(begin)

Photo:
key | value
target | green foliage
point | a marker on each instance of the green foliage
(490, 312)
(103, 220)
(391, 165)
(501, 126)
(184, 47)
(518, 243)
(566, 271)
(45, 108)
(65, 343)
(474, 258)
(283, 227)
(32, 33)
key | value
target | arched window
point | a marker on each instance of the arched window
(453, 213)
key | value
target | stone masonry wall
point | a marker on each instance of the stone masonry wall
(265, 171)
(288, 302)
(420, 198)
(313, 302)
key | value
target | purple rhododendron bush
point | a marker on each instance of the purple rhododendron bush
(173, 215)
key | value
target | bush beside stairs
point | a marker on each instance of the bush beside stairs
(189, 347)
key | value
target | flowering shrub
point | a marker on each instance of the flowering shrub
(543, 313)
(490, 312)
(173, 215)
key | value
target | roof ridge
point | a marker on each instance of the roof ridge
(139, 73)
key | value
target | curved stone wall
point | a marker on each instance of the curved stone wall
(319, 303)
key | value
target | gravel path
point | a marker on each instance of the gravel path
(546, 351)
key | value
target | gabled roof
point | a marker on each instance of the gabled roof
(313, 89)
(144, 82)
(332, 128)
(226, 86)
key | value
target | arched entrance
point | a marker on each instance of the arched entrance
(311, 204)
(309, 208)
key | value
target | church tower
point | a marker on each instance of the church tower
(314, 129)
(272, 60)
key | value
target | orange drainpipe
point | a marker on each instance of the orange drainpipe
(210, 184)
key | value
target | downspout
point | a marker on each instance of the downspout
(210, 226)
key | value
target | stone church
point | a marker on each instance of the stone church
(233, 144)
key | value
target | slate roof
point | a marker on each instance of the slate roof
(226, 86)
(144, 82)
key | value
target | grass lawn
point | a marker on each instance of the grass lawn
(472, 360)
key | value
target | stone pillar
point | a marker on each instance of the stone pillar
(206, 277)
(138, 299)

(end)

# REQUEST
Write out the records shown above, exactly as they appear.

# SOLUTION TO THE PROBLEM
Photo:
key | value
target | green foliage
point | a marker on each instance of the green foliage
(490, 312)
(103, 220)
(391, 165)
(501, 126)
(184, 47)
(518, 243)
(566, 271)
(45, 108)
(65, 343)
(474, 258)
(283, 227)
(32, 33)
key | value
target | arched window
point | a marker on each instance of the arched window
(453, 213)
key | value
target | stone masonry wall
point | a marker on each instance of the stone masonry wall
(265, 171)
(288, 302)
(420, 198)
(313, 302)
key | value
target | purple rhododendron bush
point | a marker on each instance of the purple rhododendron bush
(173, 215)
key | value
target | bush beside stairs
point | a marker on each instance of the bush beside stairs
(189, 347)
key | value
target | flowering shrub
point | a marker on each instance of the flowering shrub
(543, 313)
(490, 312)
(173, 215)
key | value
target | roof ridge
point | a marker on each instance of the roof ridge
(139, 73)
key | value
target | curved stone wall
point | a marker on each instance of the curved stone wall
(319, 303)
key | value
target | gravel path
point | a marker on each instance of the gravel path
(546, 351)
key | value
target | gabled roof
point | a marker on each instance of the gabled roof
(313, 89)
(144, 82)
(332, 128)
(226, 86)
key | value
target | arched entrance
point | a marker on each instance of the arched entrance
(311, 204)
(309, 208)
key | value
target | church tower
point | a marker on each instance of the church tower
(314, 129)
(272, 60)
key | value
target | orange drainpipe
point | a marker on each instance of the orange drainpipe
(210, 184)
key | value
target | downspout
point | a marker on each instance of the downspout
(210, 226)
key | value
target | stone church
point | a marker on each instance of the stone church
(233, 144)
key | value
target | slate roof
point | a marker on each instance of the slate roof
(226, 86)
(144, 82)
key | value
target | grass lawn
point | a marker on each instance of the grass lawn
(472, 360)
key | value
target | stone pillar
point | a marker on each instance of the stone pillar
(206, 277)
(138, 299)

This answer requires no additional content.